**THE TASK**
From the lines below, pick out every one containing the string "tank" and copy each in full. Case counts.

**INPUT**
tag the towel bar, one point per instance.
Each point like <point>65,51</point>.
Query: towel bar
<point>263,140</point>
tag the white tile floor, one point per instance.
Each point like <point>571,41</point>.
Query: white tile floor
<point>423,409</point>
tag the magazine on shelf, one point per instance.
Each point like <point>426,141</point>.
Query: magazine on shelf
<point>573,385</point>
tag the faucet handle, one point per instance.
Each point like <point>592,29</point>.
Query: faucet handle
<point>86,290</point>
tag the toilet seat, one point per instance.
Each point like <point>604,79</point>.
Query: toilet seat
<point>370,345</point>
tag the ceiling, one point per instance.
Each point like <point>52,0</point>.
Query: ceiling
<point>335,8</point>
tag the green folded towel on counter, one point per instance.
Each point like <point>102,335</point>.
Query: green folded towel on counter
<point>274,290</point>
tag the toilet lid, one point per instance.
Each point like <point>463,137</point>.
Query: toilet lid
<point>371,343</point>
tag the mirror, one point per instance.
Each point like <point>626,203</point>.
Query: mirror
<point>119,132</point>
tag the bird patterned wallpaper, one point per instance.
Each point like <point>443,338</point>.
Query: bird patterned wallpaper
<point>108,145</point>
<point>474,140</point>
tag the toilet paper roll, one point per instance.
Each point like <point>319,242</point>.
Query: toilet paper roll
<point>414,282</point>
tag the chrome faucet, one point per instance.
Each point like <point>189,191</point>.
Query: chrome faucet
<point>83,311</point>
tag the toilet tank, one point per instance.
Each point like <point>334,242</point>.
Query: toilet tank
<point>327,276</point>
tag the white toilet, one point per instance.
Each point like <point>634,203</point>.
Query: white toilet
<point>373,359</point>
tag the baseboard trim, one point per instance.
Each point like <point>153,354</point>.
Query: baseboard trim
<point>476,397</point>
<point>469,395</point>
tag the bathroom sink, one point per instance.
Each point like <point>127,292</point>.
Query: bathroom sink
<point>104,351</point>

--

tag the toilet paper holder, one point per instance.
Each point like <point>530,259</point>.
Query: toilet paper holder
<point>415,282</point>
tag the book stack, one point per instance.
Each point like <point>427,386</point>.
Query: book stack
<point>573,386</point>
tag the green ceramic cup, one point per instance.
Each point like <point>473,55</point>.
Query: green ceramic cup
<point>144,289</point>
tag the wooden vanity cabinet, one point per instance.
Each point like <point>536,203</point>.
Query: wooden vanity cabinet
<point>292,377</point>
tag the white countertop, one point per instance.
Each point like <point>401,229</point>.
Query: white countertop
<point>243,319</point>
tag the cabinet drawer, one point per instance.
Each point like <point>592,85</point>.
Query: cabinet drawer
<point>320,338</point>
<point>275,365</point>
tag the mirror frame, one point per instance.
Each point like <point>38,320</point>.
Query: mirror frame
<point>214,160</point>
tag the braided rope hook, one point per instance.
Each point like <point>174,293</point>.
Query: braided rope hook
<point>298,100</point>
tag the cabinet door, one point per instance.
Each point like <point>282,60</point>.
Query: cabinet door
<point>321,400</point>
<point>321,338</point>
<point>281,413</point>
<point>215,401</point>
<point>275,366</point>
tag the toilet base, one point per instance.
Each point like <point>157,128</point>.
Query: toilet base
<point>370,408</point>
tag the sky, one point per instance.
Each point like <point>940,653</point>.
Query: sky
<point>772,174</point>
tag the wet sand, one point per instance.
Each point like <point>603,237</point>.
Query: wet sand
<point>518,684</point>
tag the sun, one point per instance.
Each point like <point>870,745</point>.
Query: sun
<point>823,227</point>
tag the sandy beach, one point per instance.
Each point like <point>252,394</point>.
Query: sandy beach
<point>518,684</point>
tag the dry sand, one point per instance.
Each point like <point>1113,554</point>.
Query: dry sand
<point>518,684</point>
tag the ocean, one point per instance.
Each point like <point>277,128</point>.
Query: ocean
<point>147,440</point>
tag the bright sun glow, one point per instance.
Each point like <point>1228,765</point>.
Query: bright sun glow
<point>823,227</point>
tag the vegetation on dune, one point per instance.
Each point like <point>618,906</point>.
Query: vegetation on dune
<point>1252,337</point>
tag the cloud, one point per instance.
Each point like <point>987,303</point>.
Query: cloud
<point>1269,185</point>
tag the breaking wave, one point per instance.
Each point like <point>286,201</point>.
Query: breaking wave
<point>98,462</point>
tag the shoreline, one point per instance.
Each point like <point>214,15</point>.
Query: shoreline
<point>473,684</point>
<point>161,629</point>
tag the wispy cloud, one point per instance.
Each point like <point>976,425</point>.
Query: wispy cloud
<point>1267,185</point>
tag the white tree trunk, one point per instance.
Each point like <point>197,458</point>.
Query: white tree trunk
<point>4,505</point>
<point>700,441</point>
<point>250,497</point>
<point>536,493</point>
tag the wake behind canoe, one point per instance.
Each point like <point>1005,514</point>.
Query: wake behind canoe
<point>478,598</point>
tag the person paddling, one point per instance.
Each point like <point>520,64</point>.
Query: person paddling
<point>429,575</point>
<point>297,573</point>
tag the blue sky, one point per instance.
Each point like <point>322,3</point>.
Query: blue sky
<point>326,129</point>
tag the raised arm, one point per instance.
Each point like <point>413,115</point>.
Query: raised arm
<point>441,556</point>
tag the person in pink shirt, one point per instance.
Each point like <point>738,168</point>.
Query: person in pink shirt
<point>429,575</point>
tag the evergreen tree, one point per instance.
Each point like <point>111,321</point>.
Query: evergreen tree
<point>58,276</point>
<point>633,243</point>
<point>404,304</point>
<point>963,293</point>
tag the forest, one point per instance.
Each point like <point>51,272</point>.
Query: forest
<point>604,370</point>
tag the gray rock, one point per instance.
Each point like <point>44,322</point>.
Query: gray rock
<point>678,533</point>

...

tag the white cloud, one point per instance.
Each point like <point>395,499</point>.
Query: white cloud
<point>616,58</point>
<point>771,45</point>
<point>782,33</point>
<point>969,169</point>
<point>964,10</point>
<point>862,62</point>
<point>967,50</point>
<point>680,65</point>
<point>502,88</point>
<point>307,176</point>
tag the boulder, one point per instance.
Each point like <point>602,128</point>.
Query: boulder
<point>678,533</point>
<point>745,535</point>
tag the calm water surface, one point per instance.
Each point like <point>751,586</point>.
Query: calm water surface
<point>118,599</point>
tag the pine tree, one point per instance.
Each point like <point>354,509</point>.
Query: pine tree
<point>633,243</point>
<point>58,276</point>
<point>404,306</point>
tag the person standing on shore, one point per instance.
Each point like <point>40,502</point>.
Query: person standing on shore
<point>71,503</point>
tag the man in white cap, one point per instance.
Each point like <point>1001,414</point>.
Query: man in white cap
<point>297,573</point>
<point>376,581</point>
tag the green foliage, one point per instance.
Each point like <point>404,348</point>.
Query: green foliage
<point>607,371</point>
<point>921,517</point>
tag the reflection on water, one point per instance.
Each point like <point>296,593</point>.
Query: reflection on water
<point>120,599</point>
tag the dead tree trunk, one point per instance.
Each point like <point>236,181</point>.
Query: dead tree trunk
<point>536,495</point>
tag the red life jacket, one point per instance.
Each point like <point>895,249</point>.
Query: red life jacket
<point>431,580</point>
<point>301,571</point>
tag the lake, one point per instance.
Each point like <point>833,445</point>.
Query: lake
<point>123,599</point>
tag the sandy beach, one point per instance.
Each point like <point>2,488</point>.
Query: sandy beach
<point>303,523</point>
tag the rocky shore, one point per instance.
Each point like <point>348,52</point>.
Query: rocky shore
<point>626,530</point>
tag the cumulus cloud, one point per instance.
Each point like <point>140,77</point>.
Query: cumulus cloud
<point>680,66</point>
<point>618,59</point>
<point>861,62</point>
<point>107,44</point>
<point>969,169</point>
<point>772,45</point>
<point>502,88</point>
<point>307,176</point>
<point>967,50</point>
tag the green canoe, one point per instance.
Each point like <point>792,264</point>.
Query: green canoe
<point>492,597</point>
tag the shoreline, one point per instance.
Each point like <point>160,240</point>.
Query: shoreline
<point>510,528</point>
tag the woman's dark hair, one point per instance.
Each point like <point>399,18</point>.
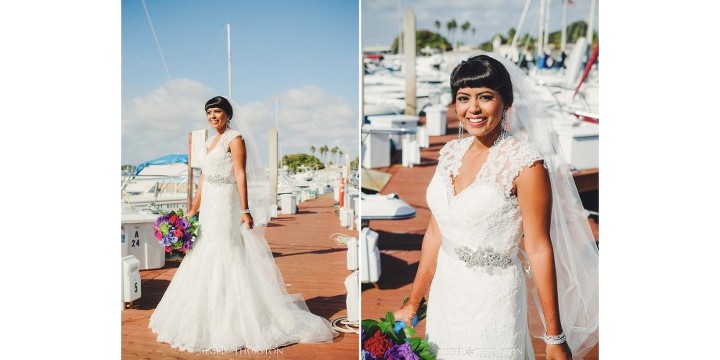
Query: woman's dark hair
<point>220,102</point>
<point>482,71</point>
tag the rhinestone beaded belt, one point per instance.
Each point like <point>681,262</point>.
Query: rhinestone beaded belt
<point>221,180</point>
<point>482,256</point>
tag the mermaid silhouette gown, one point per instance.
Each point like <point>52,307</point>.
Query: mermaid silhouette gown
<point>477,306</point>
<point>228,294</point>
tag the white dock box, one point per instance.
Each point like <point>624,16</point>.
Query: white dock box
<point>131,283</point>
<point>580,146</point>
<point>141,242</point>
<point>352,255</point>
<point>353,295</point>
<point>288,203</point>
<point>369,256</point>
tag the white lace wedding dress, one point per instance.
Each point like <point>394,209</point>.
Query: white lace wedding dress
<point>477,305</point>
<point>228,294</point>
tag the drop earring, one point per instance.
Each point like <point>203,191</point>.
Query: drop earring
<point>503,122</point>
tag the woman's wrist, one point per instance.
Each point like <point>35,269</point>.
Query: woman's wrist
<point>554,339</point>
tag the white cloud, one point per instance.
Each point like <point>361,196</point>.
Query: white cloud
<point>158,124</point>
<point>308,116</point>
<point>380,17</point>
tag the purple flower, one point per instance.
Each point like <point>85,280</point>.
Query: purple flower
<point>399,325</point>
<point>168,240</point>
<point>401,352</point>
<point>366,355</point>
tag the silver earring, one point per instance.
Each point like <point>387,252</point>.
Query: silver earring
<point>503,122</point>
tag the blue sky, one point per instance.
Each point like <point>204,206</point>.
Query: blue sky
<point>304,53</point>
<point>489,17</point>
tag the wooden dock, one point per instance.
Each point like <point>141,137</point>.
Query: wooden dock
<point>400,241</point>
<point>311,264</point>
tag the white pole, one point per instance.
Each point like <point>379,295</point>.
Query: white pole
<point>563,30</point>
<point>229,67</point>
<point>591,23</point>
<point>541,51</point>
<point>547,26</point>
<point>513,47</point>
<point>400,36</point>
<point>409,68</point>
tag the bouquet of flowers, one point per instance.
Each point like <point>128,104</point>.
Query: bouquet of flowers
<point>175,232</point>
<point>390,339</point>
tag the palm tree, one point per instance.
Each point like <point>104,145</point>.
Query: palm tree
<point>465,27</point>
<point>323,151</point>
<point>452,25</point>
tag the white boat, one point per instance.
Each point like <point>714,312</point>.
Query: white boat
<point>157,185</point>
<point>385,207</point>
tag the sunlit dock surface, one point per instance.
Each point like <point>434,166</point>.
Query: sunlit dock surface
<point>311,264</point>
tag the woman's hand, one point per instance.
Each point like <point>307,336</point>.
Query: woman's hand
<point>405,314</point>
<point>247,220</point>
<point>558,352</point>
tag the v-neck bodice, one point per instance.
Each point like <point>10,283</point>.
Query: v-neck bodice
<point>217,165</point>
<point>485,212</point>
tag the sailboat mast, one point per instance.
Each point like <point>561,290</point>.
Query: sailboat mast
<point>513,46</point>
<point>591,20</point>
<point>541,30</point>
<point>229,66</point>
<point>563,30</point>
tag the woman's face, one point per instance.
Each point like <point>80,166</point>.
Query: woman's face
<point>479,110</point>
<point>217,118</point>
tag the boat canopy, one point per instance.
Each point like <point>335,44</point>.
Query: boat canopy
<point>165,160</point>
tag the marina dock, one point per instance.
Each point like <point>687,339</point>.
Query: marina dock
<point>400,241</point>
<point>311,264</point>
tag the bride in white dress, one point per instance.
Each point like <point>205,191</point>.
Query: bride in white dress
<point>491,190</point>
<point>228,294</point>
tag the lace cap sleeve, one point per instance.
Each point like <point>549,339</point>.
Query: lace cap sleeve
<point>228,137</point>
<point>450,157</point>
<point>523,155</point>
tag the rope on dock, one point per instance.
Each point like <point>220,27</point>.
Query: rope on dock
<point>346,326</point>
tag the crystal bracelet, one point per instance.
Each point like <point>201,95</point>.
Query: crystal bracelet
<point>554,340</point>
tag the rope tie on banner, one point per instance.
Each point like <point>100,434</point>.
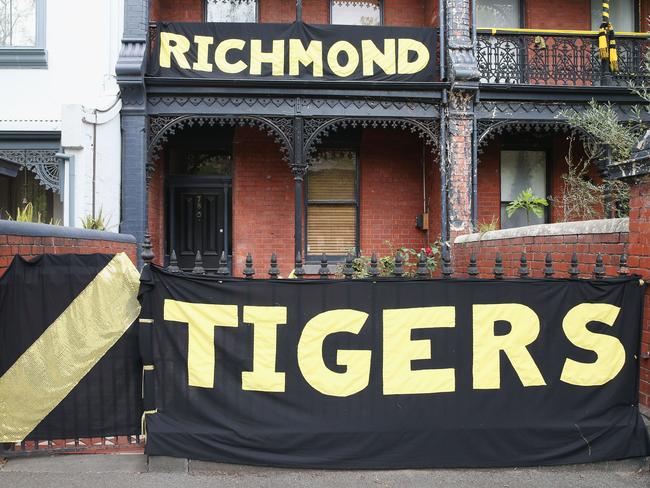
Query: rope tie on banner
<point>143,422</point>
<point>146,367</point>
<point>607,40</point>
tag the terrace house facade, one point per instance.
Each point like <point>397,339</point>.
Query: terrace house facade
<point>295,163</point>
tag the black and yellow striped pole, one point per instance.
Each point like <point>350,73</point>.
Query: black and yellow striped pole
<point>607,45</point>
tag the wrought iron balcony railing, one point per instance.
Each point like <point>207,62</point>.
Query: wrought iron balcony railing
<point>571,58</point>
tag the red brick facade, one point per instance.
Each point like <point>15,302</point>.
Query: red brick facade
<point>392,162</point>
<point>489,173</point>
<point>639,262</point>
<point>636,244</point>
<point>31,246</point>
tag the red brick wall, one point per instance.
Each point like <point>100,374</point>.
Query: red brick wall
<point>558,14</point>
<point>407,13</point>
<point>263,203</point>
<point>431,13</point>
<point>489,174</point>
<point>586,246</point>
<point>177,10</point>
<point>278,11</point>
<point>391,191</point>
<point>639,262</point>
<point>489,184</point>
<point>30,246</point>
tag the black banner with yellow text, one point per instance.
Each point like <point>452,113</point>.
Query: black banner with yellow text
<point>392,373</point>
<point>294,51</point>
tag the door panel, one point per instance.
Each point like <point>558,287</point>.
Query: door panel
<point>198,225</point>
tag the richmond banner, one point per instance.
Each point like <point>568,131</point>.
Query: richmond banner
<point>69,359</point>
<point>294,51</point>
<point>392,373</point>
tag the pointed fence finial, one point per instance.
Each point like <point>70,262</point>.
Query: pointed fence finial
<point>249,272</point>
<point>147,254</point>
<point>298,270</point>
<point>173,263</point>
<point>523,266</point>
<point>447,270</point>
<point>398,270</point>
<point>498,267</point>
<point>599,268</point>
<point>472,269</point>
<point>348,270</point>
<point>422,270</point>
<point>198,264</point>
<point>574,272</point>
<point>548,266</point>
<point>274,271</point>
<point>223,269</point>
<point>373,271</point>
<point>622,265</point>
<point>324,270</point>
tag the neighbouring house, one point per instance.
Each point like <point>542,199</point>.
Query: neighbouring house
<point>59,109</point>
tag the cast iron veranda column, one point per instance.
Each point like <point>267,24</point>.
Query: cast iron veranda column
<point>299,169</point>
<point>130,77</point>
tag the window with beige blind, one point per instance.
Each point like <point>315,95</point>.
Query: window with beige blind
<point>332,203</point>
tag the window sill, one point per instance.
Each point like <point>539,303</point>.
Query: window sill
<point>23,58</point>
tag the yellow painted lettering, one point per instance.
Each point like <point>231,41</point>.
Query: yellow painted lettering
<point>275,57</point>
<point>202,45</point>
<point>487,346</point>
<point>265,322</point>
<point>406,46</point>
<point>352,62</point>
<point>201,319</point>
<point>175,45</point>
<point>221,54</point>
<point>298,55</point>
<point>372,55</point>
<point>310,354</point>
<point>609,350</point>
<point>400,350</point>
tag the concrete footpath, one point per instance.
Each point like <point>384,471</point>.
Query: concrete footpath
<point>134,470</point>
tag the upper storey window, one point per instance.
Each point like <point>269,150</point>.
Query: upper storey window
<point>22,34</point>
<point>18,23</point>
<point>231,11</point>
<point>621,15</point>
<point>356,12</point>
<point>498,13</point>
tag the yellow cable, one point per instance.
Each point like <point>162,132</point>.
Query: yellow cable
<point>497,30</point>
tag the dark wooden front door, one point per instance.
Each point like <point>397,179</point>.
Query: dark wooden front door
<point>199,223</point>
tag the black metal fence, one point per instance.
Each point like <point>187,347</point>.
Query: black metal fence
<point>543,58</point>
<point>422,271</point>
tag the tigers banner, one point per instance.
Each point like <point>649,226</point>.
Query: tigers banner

**WORKED SOLUTION**
tag the toilet tank, one point per instance.
Query: toilet tank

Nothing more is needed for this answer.